# [Task details]
Repeat the material in full. Keep every line exactly as it is.

================

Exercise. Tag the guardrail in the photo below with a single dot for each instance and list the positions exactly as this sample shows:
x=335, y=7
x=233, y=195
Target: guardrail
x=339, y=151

================

# [Result below]
Exercise. Tag the guardrail in the photo below with a single dot for each instance and list the positions exactly as this sample shows:
x=335, y=7
x=233, y=195
Target: guardrail
x=339, y=151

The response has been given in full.